Task to complete:
Pull out every line of the data entries below word for word, leaving out the pictures.
··· Records for processing
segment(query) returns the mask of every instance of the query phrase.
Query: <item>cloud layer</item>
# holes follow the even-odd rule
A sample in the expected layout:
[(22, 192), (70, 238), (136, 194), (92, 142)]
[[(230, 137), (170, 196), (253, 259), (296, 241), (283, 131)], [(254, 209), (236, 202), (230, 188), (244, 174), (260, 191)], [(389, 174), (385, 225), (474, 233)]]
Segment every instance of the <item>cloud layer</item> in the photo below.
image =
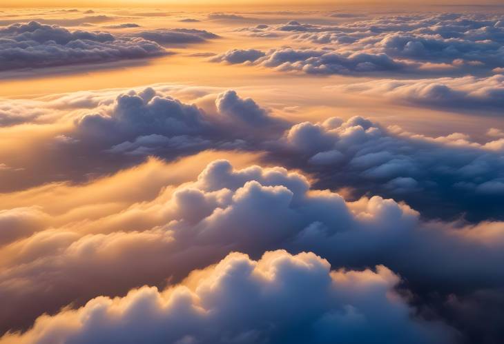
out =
······
Output below:
segment(query) returns the mask of every instance of the query phrase.
Query: <item>cloud layer</item>
# holes follow the even-odd rule
A sample in the expected layout:
[(22, 192), (70, 238), (136, 194), (92, 142)]
[[(230, 137), (170, 196), (253, 259), (296, 241), (283, 131)], [(254, 209), (236, 202), (230, 188), (244, 174), (260, 191)], [(389, 174), (385, 225), (474, 233)]]
Segment every instance of the <item>cloud layer</item> in the photo below.
image =
out =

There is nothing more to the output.